# WHAT YOU ARE ASKED TO DO
Each entry needs to be given again, character for character.

# PROVIDED RECORDS

--- --- ---

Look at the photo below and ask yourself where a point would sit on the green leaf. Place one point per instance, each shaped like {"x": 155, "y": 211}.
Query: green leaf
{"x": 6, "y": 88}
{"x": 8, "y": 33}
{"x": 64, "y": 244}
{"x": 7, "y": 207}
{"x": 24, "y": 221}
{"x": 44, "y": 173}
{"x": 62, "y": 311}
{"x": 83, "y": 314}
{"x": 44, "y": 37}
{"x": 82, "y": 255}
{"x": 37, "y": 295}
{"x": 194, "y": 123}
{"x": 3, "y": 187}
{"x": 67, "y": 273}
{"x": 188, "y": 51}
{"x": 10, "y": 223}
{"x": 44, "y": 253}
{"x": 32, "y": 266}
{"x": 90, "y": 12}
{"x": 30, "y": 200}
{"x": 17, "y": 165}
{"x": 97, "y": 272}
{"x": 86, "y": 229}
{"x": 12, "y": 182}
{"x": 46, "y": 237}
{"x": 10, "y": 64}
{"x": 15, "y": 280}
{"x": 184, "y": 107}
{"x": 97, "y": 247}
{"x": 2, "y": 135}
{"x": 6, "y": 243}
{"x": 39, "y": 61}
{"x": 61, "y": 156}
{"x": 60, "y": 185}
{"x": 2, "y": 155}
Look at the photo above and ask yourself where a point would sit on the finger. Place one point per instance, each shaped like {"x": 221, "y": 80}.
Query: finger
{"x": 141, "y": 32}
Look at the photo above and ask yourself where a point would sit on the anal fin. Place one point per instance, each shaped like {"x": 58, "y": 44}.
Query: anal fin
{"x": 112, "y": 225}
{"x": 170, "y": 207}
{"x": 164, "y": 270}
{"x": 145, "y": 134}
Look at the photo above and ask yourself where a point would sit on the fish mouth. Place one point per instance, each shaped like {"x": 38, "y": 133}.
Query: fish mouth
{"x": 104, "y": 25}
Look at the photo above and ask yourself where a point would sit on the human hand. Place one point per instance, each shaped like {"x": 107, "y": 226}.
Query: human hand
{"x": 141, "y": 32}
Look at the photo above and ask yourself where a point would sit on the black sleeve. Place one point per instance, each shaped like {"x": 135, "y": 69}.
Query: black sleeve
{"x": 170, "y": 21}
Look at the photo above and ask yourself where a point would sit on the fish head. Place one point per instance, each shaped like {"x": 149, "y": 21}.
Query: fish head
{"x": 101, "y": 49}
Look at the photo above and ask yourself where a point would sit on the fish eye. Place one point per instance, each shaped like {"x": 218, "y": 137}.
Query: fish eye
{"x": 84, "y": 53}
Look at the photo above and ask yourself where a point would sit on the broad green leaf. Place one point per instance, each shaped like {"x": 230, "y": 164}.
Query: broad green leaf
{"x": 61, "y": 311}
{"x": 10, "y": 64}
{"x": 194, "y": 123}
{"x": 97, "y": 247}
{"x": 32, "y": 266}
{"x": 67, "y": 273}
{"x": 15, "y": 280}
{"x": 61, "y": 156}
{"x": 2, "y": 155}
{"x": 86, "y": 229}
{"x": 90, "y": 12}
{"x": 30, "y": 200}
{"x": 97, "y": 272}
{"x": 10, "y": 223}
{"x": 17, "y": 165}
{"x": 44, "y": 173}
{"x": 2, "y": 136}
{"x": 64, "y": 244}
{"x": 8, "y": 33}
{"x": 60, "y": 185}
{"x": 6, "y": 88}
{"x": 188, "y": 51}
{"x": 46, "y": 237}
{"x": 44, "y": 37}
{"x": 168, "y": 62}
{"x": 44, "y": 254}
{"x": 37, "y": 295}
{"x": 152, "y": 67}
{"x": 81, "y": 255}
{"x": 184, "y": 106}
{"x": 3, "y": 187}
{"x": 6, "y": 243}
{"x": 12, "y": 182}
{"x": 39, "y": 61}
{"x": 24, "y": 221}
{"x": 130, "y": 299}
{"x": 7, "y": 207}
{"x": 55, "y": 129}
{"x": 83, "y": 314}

--- --- ---

# OUTPUT OF THE EXERCISE
Look at the photo below and ask yourself where a point would sit on the green leaf. Place one point per instance, each shaped like {"x": 155, "y": 211}.
Query: green leaf
{"x": 6, "y": 88}
{"x": 8, "y": 33}
{"x": 64, "y": 244}
{"x": 7, "y": 207}
{"x": 24, "y": 221}
{"x": 44, "y": 173}
{"x": 62, "y": 311}
{"x": 83, "y": 314}
{"x": 44, "y": 37}
{"x": 82, "y": 255}
{"x": 37, "y": 295}
{"x": 194, "y": 123}
{"x": 3, "y": 187}
{"x": 67, "y": 273}
{"x": 188, "y": 51}
{"x": 10, "y": 223}
{"x": 44, "y": 253}
{"x": 32, "y": 266}
{"x": 90, "y": 12}
{"x": 30, "y": 200}
{"x": 17, "y": 165}
{"x": 97, "y": 272}
{"x": 86, "y": 229}
{"x": 12, "y": 182}
{"x": 46, "y": 237}
{"x": 10, "y": 64}
{"x": 15, "y": 280}
{"x": 184, "y": 107}
{"x": 97, "y": 247}
{"x": 2, "y": 135}
{"x": 6, "y": 243}
{"x": 39, "y": 61}
{"x": 61, "y": 156}
{"x": 60, "y": 185}
{"x": 2, "y": 155}
Look at the photo above and ask yourself where a point would sit on the finger. Place one point per instance, each shaped like {"x": 221, "y": 80}.
Query: finger
{"x": 141, "y": 32}
Look at the photo above and ask yourself where a point would sit on the anal fin. Place one point per instance, each shaped like {"x": 58, "y": 44}.
Query: anal fin
{"x": 112, "y": 225}
{"x": 170, "y": 207}
{"x": 164, "y": 270}
{"x": 145, "y": 134}
Look at the photo above and ask yourself where a point would sit on the fish mouth. Place one point per instance, each shaped like {"x": 38, "y": 133}.
Query: fish mouth
{"x": 104, "y": 25}
Look at the photo above and ask yourself where a point would sit on the human hand. Place one point per instance, each shaped like {"x": 107, "y": 226}.
Query: human hand
{"x": 141, "y": 32}
Look at the photo above and ask yourself where a point would sit on the black sleeve. Place one point per instance, each shaped like {"x": 135, "y": 69}.
Query: black sleeve
{"x": 170, "y": 21}
Look at the photo above and ask yourself where a point would sit on the fish head. Place one point per instance, each shaped like {"x": 149, "y": 21}.
Query: fish head
{"x": 101, "y": 49}
Look at the photo above and ask yourself where a point would sit on the fish eye. Place one point per instance, each shaped like {"x": 218, "y": 137}.
Query: fish eye
{"x": 84, "y": 53}
Look at the photo above and ask yourself where a point would sit on the broad green leaf. Place one point per instance, each shaped like {"x": 230, "y": 164}.
Query: broad green leaf
{"x": 61, "y": 311}
{"x": 10, "y": 64}
{"x": 194, "y": 123}
{"x": 97, "y": 247}
{"x": 32, "y": 266}
{"x": 67, "y": 273}
{"x": 15, "y": 280}
{"x": 61, "y": 156}
{"x": 2, "y": 155}
{"x": 86, "y": 229}
{"x": 90, "y": 12}
{"x": 30, "y": 200}
{"x": 97, "y": 272}
{"x": 10, "y": 223}
{"x": 17, "y": 165}
{"x": 44, "y": 173}
{"x": 2, "y": 136}
{"x": 64, "y": 244}
{"x": 8, "y": 33}
{"x": 60, "y": 185}
{"x": 6, "y": 88}
{"x": 188, "y": 51}
{"x": 46, "y": 237}
{"x": 44, "y": 37}
{"x": 168, "y": 62}
{"x": 44, "y": 254}
{"x": 37, "y": 295}
{"x": 152, "y": 67}
{"x": 81, "y": 255}
{"x": 184, "y": 106}
{"x": 3, "y": 187}
{"x": 6, "y": 243}
{"x": 12, "y": 182}
{"x": 39, "y": 61}
{"x": 24, "y": 221}
{"x": 130, "y": 299}
{"x": 7, "y": 207}
{"x": 55, "y": 129}
{"x": 83, "y": 314}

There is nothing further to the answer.